* **AIM**: Pull out every line of the listing below that contains the string "painted".

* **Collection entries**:
______________________________

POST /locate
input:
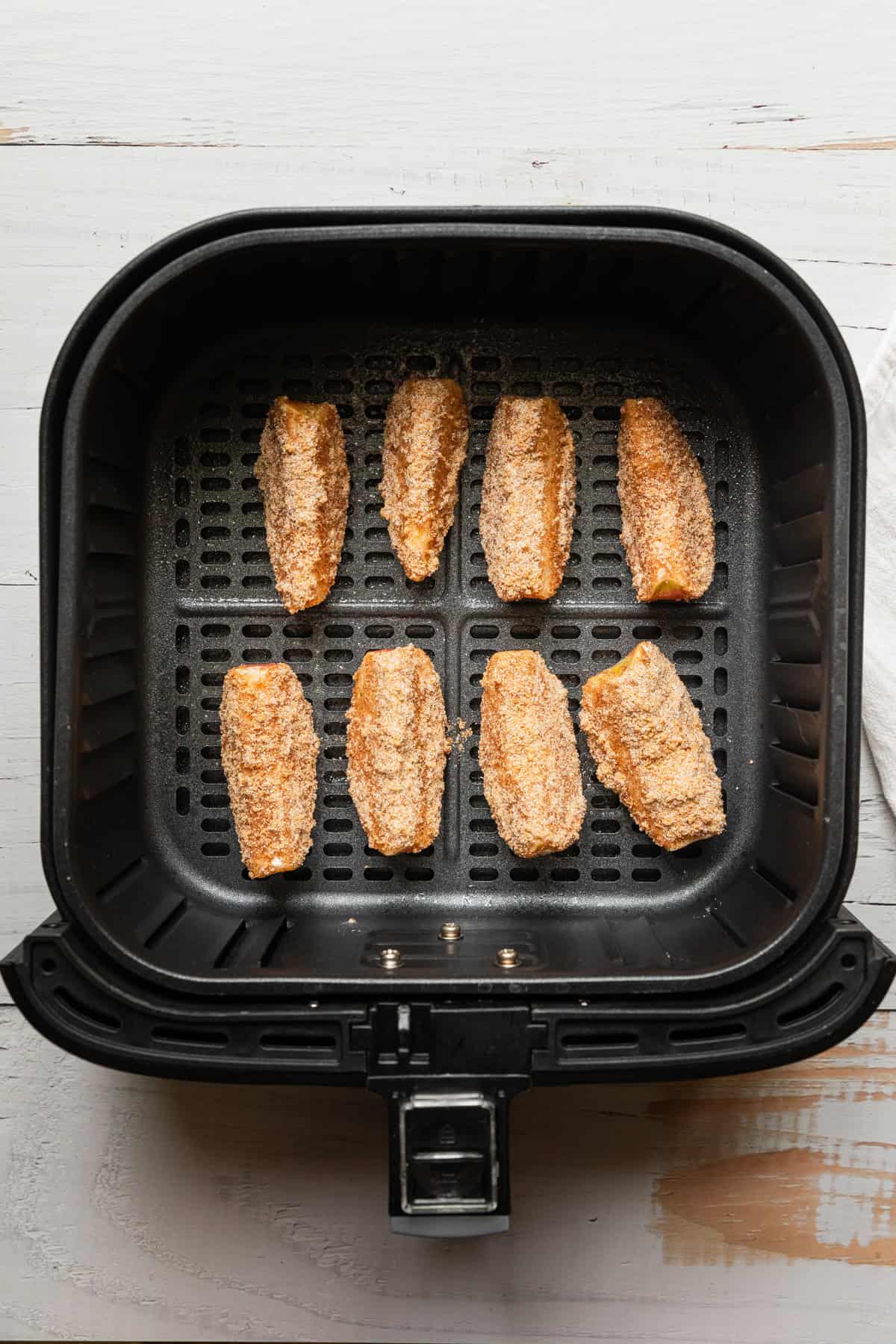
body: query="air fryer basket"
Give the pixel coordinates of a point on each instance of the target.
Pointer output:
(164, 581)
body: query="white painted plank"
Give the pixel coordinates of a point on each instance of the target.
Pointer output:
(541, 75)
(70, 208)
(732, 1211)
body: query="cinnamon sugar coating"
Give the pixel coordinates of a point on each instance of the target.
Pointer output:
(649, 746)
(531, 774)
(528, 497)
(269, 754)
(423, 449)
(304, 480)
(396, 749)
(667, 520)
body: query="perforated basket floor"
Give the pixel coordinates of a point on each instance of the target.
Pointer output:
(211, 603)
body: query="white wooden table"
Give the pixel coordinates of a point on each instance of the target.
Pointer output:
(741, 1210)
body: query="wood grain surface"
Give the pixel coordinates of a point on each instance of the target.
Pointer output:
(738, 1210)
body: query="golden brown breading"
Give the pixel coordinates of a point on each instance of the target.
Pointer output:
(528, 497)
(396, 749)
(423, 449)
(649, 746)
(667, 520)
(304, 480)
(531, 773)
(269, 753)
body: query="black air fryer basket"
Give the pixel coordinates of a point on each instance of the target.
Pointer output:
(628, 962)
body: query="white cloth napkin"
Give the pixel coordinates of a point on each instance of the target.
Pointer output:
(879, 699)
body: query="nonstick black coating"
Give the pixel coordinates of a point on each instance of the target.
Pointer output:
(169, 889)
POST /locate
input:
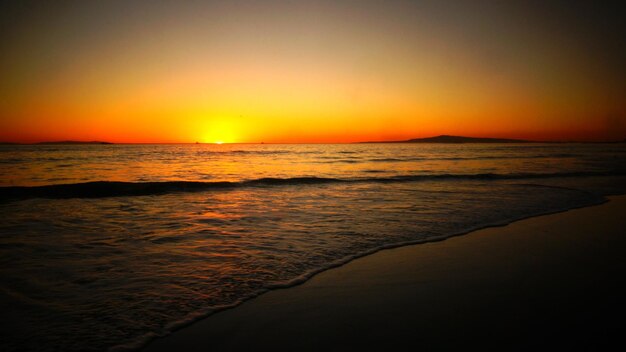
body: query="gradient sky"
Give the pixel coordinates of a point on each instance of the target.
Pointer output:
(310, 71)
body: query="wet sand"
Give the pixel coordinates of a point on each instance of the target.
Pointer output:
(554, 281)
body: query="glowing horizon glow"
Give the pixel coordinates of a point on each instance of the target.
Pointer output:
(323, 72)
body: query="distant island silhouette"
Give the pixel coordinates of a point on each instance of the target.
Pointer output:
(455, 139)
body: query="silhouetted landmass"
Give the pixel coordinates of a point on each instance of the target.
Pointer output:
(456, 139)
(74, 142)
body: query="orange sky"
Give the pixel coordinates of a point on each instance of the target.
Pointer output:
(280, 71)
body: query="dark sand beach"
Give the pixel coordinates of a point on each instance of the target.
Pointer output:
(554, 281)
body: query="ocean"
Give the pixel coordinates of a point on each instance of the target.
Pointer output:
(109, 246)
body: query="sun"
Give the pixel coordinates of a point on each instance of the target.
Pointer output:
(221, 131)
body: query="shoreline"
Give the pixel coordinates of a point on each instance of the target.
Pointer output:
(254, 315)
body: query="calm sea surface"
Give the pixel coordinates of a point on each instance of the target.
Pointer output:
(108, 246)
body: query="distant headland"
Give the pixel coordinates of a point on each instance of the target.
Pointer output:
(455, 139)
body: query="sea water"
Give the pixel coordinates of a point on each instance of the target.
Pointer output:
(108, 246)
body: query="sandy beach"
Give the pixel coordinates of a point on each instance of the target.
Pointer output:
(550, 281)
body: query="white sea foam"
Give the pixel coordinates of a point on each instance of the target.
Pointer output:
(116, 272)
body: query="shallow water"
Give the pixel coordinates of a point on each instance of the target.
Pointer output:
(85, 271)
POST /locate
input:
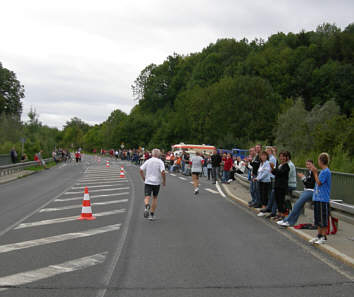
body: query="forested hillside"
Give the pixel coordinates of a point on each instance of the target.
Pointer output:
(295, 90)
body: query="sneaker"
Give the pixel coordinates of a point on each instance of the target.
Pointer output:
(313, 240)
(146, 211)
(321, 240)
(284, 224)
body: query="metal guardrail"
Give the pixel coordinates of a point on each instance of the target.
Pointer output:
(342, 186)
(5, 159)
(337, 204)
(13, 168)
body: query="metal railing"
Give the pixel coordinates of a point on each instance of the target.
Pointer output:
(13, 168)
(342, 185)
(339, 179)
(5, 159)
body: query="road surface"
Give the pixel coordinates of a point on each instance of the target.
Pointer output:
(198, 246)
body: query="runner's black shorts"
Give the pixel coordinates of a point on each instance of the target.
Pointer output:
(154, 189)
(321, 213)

______________________________

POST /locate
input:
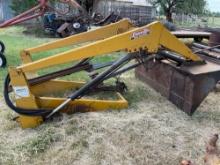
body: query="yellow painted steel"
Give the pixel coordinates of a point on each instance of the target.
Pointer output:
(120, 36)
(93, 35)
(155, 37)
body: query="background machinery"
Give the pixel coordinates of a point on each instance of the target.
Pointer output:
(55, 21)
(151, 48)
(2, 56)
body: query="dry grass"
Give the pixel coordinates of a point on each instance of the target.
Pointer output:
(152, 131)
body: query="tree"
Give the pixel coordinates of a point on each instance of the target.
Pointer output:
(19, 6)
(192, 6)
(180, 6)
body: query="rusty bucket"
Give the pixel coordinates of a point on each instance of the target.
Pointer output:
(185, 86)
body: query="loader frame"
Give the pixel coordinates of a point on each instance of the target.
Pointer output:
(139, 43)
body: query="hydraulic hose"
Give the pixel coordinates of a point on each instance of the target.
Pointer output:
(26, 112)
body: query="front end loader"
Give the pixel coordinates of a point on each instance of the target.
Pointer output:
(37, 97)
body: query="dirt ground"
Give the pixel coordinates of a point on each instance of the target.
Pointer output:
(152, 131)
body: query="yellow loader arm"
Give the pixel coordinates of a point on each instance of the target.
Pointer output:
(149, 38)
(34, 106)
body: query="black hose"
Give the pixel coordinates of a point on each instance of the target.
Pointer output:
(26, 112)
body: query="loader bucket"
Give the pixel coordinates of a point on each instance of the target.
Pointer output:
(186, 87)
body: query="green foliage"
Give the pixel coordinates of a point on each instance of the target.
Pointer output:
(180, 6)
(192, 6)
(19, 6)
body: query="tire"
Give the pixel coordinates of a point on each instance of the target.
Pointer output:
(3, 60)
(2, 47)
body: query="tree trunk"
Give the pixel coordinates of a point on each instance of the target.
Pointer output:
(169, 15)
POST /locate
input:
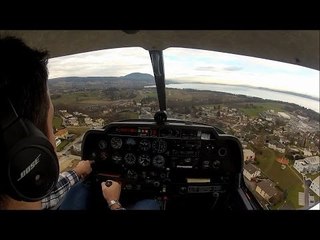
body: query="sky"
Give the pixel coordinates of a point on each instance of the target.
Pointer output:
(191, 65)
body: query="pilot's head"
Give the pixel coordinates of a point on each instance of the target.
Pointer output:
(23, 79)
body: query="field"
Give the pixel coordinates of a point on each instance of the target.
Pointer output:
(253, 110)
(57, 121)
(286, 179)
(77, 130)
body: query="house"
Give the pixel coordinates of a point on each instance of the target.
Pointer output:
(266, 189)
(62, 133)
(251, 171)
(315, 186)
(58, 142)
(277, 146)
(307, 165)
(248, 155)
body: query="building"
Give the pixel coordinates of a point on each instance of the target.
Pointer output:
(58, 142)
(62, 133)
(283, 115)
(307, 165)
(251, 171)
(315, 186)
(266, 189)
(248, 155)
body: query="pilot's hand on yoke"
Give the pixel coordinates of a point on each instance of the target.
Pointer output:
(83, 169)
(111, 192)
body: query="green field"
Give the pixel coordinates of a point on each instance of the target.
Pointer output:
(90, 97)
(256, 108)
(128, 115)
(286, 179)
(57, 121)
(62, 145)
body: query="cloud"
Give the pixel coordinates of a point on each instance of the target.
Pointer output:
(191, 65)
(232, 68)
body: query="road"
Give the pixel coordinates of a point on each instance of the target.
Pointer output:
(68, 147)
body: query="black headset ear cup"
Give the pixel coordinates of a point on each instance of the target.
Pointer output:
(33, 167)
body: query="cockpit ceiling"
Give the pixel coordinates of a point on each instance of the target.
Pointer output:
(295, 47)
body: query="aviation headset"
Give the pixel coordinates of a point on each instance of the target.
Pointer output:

______________________________

* **SOLUTION FOR THIS EXERCISE**:
body: query="white painted plank"
body: query="yellow painted steel"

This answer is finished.